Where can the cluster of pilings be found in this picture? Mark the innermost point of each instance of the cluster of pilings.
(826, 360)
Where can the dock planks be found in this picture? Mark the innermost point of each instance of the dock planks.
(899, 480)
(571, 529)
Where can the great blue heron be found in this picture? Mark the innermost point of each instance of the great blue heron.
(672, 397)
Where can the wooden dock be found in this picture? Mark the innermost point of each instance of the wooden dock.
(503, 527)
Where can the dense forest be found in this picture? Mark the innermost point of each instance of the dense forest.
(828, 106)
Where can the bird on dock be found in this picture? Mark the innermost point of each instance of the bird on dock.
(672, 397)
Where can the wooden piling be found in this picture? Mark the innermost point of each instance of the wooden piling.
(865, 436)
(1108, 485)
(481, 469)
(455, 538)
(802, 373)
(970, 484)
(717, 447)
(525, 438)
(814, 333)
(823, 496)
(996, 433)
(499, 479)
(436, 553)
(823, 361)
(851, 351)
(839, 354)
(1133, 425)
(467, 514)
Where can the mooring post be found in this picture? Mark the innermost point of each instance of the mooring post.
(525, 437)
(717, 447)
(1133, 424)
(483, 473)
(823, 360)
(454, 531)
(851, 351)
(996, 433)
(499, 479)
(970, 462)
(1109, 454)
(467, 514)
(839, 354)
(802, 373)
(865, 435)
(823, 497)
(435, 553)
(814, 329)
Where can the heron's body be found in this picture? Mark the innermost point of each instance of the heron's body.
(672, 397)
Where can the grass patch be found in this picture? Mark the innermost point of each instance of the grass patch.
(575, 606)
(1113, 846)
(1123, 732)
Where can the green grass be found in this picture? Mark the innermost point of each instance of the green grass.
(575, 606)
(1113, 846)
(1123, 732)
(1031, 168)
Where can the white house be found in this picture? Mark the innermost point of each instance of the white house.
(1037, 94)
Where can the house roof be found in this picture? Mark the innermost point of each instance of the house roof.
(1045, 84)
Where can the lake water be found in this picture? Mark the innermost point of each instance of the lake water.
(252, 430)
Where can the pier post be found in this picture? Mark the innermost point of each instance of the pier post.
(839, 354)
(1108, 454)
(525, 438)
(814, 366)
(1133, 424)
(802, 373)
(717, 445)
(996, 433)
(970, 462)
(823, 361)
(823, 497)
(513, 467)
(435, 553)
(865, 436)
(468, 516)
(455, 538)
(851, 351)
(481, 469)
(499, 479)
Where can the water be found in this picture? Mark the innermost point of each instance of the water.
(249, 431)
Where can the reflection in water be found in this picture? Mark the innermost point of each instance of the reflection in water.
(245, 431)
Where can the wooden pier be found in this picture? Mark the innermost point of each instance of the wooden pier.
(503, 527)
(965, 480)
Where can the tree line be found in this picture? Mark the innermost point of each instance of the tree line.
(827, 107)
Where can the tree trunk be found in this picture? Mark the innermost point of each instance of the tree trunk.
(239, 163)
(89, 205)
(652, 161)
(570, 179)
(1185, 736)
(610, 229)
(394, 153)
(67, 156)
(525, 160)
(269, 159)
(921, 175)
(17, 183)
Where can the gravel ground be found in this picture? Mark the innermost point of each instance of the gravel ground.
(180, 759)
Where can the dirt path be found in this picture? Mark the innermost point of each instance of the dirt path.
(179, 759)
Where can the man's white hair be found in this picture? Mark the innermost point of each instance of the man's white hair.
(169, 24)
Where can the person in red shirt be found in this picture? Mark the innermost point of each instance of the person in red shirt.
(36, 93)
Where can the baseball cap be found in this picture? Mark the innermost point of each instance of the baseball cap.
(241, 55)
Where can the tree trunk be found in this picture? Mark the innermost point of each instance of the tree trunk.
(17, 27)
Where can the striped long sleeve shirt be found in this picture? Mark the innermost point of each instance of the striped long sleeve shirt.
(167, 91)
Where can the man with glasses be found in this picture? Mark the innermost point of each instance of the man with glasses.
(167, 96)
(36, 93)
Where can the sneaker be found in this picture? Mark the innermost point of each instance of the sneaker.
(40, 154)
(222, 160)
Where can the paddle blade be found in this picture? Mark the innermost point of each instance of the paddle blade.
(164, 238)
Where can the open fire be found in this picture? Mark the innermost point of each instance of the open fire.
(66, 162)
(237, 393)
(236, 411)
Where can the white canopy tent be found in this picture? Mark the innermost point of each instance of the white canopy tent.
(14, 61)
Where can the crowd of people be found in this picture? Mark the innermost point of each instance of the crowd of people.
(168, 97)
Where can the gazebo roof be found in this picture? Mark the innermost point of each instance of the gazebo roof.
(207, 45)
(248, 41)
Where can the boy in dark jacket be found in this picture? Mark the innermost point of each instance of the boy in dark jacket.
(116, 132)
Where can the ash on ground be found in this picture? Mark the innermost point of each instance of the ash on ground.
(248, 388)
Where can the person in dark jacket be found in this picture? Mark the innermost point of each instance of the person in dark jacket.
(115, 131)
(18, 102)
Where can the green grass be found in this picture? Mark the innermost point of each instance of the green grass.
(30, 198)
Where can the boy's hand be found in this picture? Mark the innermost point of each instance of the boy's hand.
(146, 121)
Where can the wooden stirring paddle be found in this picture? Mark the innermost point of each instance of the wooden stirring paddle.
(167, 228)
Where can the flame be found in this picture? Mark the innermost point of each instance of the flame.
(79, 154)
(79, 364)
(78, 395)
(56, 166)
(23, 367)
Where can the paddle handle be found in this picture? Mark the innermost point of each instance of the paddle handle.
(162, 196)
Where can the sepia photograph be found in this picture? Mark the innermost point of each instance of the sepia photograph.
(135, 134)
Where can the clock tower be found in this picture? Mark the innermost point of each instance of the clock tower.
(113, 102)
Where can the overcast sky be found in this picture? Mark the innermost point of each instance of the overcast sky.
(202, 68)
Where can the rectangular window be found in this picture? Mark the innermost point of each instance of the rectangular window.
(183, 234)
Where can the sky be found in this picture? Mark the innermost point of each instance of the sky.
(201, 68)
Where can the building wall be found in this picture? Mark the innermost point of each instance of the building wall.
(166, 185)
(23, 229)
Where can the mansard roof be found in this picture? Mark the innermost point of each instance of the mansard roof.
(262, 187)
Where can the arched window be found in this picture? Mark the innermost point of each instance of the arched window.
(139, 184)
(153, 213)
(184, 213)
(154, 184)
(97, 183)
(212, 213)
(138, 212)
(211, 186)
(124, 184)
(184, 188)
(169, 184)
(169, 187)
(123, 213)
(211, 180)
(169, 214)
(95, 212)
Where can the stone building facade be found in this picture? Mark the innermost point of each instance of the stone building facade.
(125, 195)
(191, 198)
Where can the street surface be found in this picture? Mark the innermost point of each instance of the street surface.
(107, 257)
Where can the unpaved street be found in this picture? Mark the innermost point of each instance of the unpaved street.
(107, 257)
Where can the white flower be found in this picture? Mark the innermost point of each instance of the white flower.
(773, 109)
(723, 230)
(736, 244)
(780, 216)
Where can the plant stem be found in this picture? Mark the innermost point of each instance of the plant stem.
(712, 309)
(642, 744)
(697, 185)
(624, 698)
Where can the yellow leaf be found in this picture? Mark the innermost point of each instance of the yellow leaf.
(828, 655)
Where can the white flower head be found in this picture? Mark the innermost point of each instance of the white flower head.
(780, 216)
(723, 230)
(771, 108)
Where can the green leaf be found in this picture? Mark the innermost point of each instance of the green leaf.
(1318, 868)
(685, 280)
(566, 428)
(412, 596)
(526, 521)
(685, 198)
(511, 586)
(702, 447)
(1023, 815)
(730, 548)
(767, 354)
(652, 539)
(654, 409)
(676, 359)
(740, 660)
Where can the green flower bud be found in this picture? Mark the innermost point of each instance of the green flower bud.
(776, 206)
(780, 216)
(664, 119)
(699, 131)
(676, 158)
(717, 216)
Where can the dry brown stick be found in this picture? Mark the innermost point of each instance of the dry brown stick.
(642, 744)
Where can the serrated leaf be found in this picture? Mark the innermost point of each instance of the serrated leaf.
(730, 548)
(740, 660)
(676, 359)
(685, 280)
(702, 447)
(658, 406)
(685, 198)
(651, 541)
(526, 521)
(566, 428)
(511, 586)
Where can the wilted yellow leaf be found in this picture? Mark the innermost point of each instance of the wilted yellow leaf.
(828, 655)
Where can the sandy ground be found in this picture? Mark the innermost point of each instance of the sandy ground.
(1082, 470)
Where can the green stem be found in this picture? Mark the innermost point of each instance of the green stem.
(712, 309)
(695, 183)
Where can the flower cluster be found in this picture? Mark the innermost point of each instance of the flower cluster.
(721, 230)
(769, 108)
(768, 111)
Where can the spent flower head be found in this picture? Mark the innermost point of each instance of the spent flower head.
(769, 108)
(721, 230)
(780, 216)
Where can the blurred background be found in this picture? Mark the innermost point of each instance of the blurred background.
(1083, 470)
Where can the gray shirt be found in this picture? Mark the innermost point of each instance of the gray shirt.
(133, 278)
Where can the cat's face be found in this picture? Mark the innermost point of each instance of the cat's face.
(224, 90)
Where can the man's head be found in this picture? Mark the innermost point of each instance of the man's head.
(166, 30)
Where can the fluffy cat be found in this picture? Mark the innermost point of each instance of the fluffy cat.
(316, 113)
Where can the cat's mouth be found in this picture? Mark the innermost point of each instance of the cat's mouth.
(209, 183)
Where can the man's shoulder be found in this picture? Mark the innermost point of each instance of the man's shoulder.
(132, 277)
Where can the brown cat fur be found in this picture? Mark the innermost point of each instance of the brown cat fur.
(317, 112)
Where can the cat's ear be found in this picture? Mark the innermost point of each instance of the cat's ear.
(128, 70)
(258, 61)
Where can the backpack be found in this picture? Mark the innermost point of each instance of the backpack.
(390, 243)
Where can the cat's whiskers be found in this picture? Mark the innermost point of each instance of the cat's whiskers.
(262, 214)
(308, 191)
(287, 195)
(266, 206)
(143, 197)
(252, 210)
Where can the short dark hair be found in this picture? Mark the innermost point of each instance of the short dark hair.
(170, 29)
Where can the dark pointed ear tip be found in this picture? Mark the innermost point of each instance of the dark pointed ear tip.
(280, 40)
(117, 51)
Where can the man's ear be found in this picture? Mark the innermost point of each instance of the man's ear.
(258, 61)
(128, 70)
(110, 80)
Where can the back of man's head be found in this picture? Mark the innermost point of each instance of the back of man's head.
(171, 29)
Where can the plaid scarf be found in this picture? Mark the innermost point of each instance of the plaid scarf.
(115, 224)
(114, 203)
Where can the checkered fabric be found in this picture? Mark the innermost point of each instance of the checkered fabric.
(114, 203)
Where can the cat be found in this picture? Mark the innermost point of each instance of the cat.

──────────

The request →
Return exactly the lines from the one containing "Where can the cat's ear" through the last line of the records above, both included, and nothing else.

Reply →
Where can the cat's ear be found in this picture? Mark the innermost point of each instance of the cat's ear.
(128, 70)
(258, 61)
Where can the backpack be found in this picture? Mark the innermost point of each instance of the backpack.
(390, 243)
Where can the cat's whiskers be found in this picture? Mark the innermost point of each instance of the cat's whiskers.
(262, 214)
(308, 191)
(287, 195)
(266, 206)
(143, 197)
(252, 210)
Where can the short dark hair be found in this picture? Mark the innermost point of each instance of the short dark hair.
(170, 29)
Where can the dark pointed ear tip be found in this picture? Mark the innermost point of each instance of the dark pointed ear tip.
(280, 40)
(117, 51)
Where can the man's ear be found in this picture? Mark the innermost point of each instance of the man's ear.
(258, 61)
(128, 70)
(110, 80)
Where can the back of man's head be found in this picture? Mark the innermost point of each instance of the back of man's head.
(171, 29)
Where can the plaid scarf be found in this picture? Mark the innermost point of each instance of the plaid scarf.
(115, 224)
(114, 203)
Where can the checkered fabric be found in this picture? Mark the innermost point of each instance of the checkered fabric.
(114, 203)
Where can the cat be found in this picture? Mark the innermost point of each instance of the cat.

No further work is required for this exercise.